To be done
Show every line of the records below that contains the word "rock", copying each such line in full.

Dataset records

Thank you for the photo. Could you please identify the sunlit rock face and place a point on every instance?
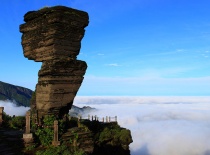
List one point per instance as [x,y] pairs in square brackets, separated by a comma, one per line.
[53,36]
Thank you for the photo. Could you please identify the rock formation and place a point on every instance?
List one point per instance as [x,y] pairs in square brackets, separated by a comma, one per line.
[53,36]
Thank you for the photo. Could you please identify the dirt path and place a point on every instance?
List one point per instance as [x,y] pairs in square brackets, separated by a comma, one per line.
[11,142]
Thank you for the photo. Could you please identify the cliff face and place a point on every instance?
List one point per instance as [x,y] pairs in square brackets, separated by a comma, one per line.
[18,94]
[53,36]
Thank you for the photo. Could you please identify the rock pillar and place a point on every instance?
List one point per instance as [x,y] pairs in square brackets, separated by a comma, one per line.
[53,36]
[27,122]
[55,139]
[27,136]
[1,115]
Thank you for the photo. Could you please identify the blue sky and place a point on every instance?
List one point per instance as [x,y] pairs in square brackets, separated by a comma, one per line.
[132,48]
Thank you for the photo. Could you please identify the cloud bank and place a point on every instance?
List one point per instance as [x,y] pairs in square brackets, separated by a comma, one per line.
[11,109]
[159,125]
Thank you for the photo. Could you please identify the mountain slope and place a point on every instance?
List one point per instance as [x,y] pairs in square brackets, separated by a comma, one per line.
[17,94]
* * *
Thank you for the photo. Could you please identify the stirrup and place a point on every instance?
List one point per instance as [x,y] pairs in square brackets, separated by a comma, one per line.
==
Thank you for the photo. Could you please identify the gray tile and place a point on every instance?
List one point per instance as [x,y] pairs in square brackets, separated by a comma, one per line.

Task solution
Thank you for the photo. Could you please identify the sunlit rock face and place a point on every instance?
Thank you for the photo. Could you please identify the rock formation and place a point on every instance?
Thank you for the photo. Could you please identify the rock pillar and place a point on every instance?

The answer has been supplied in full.